— begin —

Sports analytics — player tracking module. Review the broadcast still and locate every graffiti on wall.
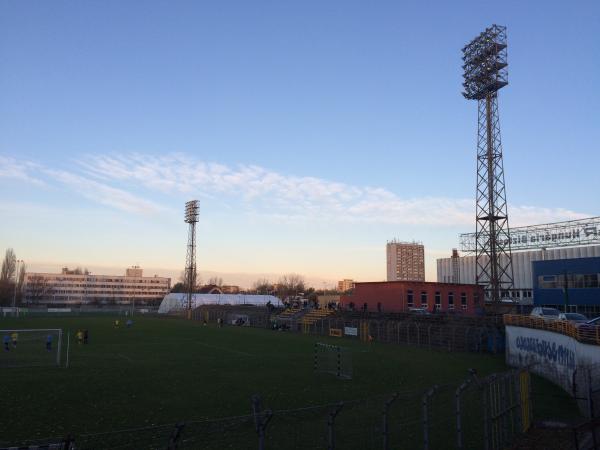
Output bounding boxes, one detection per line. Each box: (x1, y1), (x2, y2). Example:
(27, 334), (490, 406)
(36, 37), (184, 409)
(515, 336), (576, 369)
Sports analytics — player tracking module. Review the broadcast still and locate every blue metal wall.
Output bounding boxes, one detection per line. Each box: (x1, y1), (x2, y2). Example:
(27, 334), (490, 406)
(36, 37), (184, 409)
(531, 258), (600, 306)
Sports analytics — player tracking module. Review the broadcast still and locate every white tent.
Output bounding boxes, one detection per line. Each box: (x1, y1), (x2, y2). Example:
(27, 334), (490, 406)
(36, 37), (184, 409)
(158, 293), (281, 314)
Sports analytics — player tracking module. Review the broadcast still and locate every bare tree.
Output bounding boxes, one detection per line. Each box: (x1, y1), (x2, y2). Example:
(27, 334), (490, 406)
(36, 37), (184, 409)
(277, 273), (305, 299)
(17, 262), (27, 303)
(252, 278), (273, 295)
(0, 248), (17, 306)
(27, 275), (52, 303)
(0, 248), (17, 282)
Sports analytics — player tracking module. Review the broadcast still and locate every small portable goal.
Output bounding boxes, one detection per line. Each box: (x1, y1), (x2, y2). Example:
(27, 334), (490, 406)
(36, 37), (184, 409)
(314, 342), (352, 380)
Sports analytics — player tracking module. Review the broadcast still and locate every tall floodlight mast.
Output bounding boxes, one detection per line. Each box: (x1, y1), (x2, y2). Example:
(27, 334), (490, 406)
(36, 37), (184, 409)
(462, 25), (513, 302)
(185, 200), (199, 319)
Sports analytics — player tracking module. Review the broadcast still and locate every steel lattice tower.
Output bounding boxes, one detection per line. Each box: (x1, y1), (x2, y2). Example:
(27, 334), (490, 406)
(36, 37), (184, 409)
(463, 25), (513, 302)
(185, 200), (199, 319)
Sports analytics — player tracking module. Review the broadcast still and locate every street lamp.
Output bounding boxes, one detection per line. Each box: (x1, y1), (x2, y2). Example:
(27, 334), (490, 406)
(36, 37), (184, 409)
(13, 259), (24, 316)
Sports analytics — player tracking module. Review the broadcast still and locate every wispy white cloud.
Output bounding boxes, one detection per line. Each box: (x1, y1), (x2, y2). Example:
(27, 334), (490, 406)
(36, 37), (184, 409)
(0, 155), (45, 186)
(76, 154), (587, 226)
(0, 153), (588, 225)
(44, 169), (161, 214)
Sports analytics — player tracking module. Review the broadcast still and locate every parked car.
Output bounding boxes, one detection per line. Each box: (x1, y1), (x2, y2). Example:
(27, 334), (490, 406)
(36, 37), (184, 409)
(586, 316), (600, 326)
(530, 306), (560, 320)
(408, 308), (431, 316)
(558, 313), (588, 324)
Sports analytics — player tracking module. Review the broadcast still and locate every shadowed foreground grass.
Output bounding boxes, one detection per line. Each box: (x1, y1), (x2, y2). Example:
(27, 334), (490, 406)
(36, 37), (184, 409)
(0, 317), (576, 448)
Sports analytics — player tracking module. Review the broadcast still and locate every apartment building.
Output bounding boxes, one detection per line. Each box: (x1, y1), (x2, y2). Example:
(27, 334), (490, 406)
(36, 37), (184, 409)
(386, 240), (425, 281)
(24, 266), (171, 304)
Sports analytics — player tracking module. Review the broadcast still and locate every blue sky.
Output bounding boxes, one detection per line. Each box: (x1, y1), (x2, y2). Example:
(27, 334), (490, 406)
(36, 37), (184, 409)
(0, 0), (600, 283)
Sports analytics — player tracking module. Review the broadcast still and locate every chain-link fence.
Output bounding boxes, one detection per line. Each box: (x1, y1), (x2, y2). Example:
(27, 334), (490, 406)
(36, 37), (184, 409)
(0, 370), (530, 450)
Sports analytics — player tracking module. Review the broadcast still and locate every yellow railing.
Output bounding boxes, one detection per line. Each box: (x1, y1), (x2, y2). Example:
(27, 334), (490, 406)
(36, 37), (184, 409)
(302, 309), (332, 325)
(504, 314), (600, 345)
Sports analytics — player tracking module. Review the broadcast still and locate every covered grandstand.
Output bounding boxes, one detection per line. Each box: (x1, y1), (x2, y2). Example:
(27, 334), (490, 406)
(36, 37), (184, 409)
(158, 293), (282, 314)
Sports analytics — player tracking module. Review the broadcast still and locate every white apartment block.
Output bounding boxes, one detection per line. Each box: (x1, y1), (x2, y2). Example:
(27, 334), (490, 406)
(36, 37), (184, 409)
(24, 266), (171, 304)
(386, 240), (425, 281)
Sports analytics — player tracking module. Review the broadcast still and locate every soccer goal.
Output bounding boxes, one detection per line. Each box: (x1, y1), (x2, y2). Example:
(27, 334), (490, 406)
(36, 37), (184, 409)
(314, 342), (352, 380)
(0, 329), (63, 367)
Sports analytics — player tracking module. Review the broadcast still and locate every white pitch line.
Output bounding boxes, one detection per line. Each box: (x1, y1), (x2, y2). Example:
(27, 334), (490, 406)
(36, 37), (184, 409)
(117, 353), (133, 362)
(196, 342), (254, 356)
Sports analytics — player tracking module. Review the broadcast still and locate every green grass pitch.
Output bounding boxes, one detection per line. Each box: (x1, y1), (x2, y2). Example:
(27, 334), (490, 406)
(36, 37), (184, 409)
(0, 316), (576, 448)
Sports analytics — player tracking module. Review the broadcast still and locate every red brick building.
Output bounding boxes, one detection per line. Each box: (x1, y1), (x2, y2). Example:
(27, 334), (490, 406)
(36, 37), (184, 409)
(340, 281), (484, 314)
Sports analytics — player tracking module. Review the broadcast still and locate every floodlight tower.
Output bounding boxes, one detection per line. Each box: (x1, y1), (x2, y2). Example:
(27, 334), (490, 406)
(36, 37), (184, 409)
(185, 200), (199, 319)
(462, 25), (513, 302)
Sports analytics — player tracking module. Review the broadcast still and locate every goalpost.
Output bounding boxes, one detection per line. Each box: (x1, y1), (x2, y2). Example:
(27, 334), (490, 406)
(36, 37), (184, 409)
(0, 328), (63, 368)
(314, 342), (352, 380)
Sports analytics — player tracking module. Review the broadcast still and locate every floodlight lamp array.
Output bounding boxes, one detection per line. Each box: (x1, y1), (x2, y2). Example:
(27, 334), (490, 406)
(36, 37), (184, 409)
(462, 25), (508, 100)
(185, 200), (199, 223)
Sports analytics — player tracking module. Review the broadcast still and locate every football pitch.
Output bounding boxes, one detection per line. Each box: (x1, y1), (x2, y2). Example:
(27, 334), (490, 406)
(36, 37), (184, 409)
(0, 316), (576, 448)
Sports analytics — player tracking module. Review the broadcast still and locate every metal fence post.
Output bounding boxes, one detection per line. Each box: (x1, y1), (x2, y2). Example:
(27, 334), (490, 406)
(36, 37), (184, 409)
(327, 402), (344, 450)
(252, 394), (273, 450)
(167, 423), (185, 450)
(455, 378), (472, 449)
(422, 384), (438, 450)
(382, 392), (399, 450)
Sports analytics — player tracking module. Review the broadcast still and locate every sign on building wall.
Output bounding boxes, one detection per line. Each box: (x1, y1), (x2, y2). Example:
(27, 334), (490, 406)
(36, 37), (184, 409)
(344, 327), (358, 336)
(459, 217), (600, 252)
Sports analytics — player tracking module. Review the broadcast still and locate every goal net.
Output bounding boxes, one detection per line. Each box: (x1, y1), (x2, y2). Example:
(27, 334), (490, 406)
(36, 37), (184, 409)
(0, 329), (63, 367)
(314, 342), (352, 380)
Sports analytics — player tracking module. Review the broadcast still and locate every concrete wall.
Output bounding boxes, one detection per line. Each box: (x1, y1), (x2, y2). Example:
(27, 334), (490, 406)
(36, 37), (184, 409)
(506, 325), (600, 393)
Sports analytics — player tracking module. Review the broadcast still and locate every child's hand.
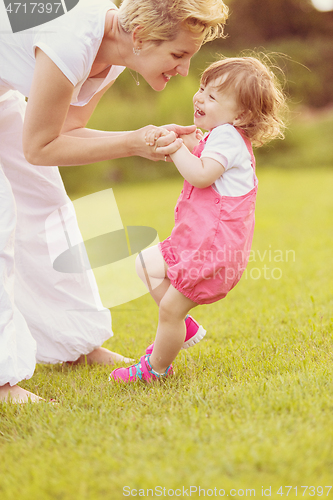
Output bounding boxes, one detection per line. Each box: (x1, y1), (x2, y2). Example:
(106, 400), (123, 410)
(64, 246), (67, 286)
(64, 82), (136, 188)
(145, 125), (169, 146)
(180, 128), (203, 153)
(145, 125), (183, 161)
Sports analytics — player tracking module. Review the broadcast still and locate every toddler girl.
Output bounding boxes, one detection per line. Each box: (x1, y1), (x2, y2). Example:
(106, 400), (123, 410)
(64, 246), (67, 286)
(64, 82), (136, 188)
(110, 57), (285, 382)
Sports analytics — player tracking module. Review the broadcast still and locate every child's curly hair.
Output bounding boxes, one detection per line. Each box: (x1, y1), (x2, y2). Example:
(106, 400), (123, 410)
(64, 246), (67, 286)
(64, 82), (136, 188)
(201, 56), (287, 146)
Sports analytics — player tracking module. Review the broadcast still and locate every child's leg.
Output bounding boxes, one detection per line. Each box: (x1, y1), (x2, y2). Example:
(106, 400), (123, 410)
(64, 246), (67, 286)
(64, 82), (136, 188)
(135, 245), (170, 305)
(150, 285), (198, 373)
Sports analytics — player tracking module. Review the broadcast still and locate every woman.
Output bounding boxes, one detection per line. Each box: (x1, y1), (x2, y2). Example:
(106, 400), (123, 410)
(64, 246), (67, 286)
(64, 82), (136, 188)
(0, 0), (227, 402)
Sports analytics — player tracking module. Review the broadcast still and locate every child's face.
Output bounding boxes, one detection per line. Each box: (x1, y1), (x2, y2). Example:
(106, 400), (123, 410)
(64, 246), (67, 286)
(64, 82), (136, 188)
(193, 78), (240, 130)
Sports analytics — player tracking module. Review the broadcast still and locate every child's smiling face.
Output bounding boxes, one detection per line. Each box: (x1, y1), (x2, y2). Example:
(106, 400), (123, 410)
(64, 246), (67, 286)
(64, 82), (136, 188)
(193, 78), (241, 130)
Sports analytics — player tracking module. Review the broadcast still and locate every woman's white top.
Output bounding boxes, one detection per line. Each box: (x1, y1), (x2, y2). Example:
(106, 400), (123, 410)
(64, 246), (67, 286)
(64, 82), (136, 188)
(201, 123), (254, 196)
(0, 0), (125, 106)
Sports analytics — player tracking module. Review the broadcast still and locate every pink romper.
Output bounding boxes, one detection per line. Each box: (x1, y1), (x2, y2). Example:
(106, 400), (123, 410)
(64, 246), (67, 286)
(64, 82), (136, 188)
(159, 130), (258, 304)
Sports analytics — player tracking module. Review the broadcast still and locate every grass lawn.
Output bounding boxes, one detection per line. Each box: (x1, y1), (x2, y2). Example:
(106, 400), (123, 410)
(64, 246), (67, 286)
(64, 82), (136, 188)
(0, 167), (333, 500)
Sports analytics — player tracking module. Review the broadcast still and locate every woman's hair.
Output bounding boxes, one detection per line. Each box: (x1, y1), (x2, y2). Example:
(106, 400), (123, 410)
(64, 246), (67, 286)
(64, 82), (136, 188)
(118, 0), (228, 42)
(201, 55), (287, 146)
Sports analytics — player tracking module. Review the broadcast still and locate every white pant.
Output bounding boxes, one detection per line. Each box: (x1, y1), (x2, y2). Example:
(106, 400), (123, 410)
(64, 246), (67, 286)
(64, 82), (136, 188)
(0, 91), (112, 386)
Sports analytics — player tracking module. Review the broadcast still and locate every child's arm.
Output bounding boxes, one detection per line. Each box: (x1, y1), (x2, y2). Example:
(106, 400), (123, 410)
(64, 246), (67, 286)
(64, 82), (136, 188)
(170, 144), (225, 188)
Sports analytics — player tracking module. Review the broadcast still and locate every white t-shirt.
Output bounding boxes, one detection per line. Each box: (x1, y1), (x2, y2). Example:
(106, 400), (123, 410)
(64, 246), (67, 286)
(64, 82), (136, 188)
(201, 123), (255, 196)
(0, 0), (125, 106)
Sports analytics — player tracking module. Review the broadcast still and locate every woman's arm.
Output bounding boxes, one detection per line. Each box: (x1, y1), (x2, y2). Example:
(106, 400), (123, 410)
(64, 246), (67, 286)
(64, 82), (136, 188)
(23, 49), (186, 166)
(170, 145), (225, 188)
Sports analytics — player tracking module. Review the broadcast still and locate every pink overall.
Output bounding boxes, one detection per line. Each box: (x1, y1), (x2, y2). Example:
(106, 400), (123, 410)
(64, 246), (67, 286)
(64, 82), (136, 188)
(159, 130), (258, 304)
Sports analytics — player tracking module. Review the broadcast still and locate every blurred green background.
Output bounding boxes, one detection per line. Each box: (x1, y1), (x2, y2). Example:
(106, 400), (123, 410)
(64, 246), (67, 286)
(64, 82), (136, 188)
(61, 0), (333, 197)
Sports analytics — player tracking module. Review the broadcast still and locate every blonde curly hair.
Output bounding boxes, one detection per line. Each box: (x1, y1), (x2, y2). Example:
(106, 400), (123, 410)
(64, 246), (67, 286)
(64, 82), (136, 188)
(201, 55), (287, 147)
(118, 0), (228, 43)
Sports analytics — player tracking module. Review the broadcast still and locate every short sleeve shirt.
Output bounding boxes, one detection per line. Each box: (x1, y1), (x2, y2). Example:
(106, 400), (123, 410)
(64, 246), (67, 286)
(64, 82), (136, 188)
(0, 0), (124, 106)
(201, 123), (254, 196)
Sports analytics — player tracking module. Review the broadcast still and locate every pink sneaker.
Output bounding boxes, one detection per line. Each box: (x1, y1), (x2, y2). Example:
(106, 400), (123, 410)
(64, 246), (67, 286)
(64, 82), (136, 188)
(146, 315), (206, 354)
(109, 354), (173, 382)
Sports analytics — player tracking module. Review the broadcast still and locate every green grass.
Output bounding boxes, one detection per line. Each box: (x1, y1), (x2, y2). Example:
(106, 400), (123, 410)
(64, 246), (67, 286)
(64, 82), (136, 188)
(0, 169), (333, 500)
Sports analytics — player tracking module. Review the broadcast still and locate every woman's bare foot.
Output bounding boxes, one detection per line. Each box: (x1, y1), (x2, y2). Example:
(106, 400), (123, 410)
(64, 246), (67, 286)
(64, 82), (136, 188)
(0, 384), (44, 403)
(69, 347), (134, 365)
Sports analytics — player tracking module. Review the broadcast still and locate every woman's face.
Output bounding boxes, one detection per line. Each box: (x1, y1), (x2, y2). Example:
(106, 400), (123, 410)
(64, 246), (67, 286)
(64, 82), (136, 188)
(135, 29), (203, 90)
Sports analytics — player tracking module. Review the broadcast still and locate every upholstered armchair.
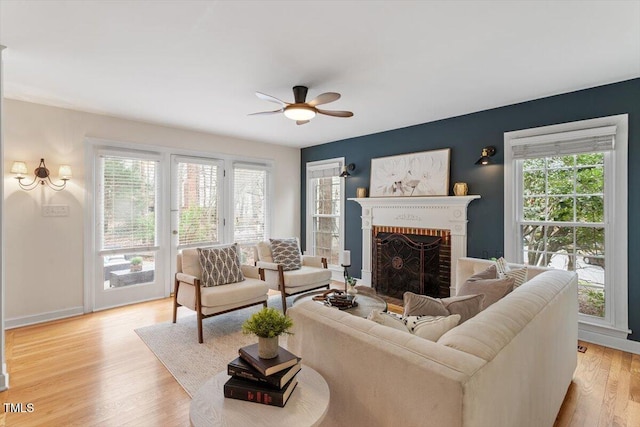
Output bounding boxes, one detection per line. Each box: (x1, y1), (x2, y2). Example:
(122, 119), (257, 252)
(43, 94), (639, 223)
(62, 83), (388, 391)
(254, 238), (331, 313)
(173, 245), (269, 343)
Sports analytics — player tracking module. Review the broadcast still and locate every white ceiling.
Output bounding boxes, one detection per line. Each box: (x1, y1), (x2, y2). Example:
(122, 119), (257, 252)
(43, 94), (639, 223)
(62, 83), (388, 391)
(0, 0), (640, 147)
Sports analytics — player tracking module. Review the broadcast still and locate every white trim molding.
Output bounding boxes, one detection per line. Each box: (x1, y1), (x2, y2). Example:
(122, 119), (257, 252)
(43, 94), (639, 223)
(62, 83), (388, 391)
(504, 114), (640, 348)
(5, 306), (84, 329)
(349, 195), (480, 295)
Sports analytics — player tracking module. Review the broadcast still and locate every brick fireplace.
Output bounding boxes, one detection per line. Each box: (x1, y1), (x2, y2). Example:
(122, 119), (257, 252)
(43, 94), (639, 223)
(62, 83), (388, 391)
(349, 195), (480, 296)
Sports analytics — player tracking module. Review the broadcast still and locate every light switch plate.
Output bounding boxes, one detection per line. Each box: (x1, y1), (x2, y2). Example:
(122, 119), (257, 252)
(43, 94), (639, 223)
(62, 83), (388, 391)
(42, 205), (69, 216)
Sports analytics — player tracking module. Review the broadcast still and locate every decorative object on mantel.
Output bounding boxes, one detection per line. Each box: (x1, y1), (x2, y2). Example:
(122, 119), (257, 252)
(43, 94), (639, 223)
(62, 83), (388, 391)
(242, 307), (293, 359)
(339, 251), (351, 291)
(11, 159), (72, 191)
(453, 182), (469, 196)
(340, 163), (356, 178)
(346, 276), (358, 295)
(476, 145), (496, 165)
(369, 148), (451, 197)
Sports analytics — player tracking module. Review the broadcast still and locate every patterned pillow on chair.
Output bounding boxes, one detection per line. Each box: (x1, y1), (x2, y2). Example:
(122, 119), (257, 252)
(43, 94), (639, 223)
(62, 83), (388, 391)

— end —

PROBLEM:
Rewrite the part of the listing that opens at its first line and closes with the line containing "(531, 258), (600, 306)", changing "broadcast still" to "video frame" and keeping everything else the same. Omit the pictures from your answer.

RESULT OF THE TASK:
Sports analytics — player tracking module. Review the video frame and locate every graffiti on wall.
Output bounding boxes, one detection per line. Each box: (x1, y1), (x2, y2). Example:
(27, 334), (490, 406)
(36, 37), (184, 409)
(515, 336), (576, 369)
Sports analytics — player tracking module. Review the video frame and locate every blue metal wall.
Output bounding boxes, one detection per line. Each box: (x1, y1), (x2, y2). Example:
(27, 334), (490, 406)
(36, 37), (184, 409)
(531, 258), (600, 306)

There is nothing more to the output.